◆ SELECTED PASSAGE ◆
════════════════
Today, we live in the twentieth century which we claim is the most wretched one, wherein morals have vanished and values have evaporated; yet, in spite of all this, if a neighbour amongst the Muslims dies, they rush to him and busy themselves until they bury him in his grave, in accordance with the saying of the Prophet (S.A.W.): "Honoring the dead means burying him".

 

During the lifetime of the Prophet (s.a.w), the Mosque of Prophet was the center of all Islamic activities. It was there that the decision of war and peace were made, delegations were received, sermons were delivered and cases were decided. It is not surprising that when the news of the demise of the Prophet (s.a.w) spread, the Muslims assembled in that very Mosque.

 

On the other hand, Saqifah of Bani Sa'idah was located three miles OUTSIDE Medina and was a secret location for the evil activities of some Arab tribes. (see Ghiyath al-Lughah, p228).

 

Why then Sa'd Ibn Ubadah and his fans as well as Abu Bakr and Umar, left the Mosque secretly and without informing other prominent companions and went three miles outside Medina to discuss the issue of Caliphate? Why didn't they discuss the issue as important as this among the Muslims inside the mosque? Wasn't that they wanted to usurp the Caliphate without the knowledge of people? Why did Abu Bakr and Umar with Abu Ubaydah slip out the mosque secretly? Was it because Ali and Bani Hashim were present in the mosque and in the house of Prophet, and they did not want them to know the plot?

 

Also, we should keep in mind that it was the custom of the Arabs that once a person was declared, even by a small group, to be the chief of the tribe, others hesitated to oppose him, and willy nilly followed suit. Due to their dislike of Imam Ali (a.s) (which I discussed earlier), they did not respect his right, nor did they even informed him of this meeting. They SIMPLY neglected the last sermon of Prophet in Ghadir Khum where the Messenger of God declared him as his successor just two and a half months months before the incedent of Saqifah.

 

We do not agree and reject THE SECRET MEETING OF SAQIFA which happened without the awareness and knowledge of the Muslim Ummah. Only few people met there, made their own decisions and selected their own man among themselves. Worst in this meeting the discussion was about the tribalism NOT ISLAM. There are several questions have risen in this meeting which require A TRUE MUSLIM TO ANSWER THEM.
════════════════
◆ STORED ROWS ◆
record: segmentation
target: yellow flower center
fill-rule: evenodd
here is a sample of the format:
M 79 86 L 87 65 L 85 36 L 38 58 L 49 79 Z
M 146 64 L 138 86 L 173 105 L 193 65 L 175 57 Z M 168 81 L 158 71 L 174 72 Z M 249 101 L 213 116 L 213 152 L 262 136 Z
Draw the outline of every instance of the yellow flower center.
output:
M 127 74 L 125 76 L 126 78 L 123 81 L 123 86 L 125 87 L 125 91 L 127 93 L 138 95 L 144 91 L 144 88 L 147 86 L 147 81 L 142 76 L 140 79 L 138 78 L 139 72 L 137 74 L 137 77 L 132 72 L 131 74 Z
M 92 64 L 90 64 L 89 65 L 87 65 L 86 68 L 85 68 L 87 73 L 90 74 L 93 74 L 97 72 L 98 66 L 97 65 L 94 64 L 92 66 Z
════════════════
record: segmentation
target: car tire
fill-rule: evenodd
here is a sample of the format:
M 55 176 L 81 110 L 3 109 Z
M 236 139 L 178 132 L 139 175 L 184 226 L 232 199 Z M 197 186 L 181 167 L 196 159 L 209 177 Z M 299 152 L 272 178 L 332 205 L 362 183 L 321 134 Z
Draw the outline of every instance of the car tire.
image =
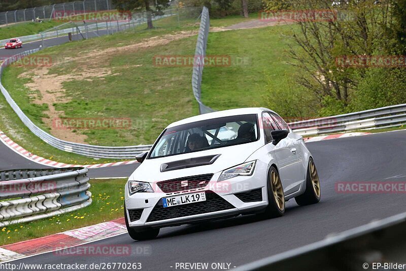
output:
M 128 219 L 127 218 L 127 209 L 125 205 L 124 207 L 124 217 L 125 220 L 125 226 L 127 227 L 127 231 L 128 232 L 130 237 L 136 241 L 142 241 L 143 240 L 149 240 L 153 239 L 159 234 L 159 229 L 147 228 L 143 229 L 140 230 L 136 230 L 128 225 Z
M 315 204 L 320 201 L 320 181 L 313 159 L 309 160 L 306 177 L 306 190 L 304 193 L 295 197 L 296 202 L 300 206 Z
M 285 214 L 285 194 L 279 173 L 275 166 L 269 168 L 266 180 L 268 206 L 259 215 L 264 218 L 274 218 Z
════════════════
◆ STATED PROBLEM 1 ◆
Which lines of the rows contain the string "center"? Copy each of them, treating uppercase and lowercase as different.
◆ STATED PROBLEM 2 ◆
How would the passage on the meeting at Saqifah go on from the point where it stops? Write a continuation.

◆ RIGHT ANSWER 1 ◆
target: yellow flower center
Draw the outline of every instance of the yellow flower center.

◆ RIGHT ANSWER 2 ◆
1) When the second caliph came to be informed about the meeting in Saqifa why he came in secret in the mosque and informed only two people Abu Baker and Abu Ubaida?

 

2) Among all the Muslims in the mosque he only selected Abu Baker and Abu Ubaida. Other important Companions of the Holy Prophets (s.a.w) did not have the right to attend that meeting?

 

3) How can he left out Ali at the time the Holy Prophet (s.a.w) said "Ali mal Haq wal Haq

ma Ali?"

 

4) How can he left out Salman at the time the Holy Prophet (s.a.w) said "Salman minal

Ahle Bait?"

 

5) How can he left out Khuzaima Ibne Thabit (Dhush-Shahadatain) at the time the Holy Prophet (s.a.w) said that his witness is equal to two people? Was he not important and necessary at the serious moment?

 

6) How can he left out Ammar Yasir at the time the Holy Prophet (s.a.w) said that he would be killed by rebellious, meaning Firqa Baghiya?

 

7) How can he left out Abu Dhar at the time the Holy Prophet (s.a.w) said “Heaven has not shaded, nor has the earth carried a person more straight forward than Abu Dhar. He walks on earth with the immaterialistic attitude of Jesus, the son of Mary."

 

8) How soon Omar and his friends forgot the saying of the Holy Prophet (s.a.w) "Paradise longs

for three men, Ali, Ammar and Salman."

 

9) Other Muslims particular those who were at the Mosque, did not have the Feeling of Safety and Love for Islam, only those few people felt the danger?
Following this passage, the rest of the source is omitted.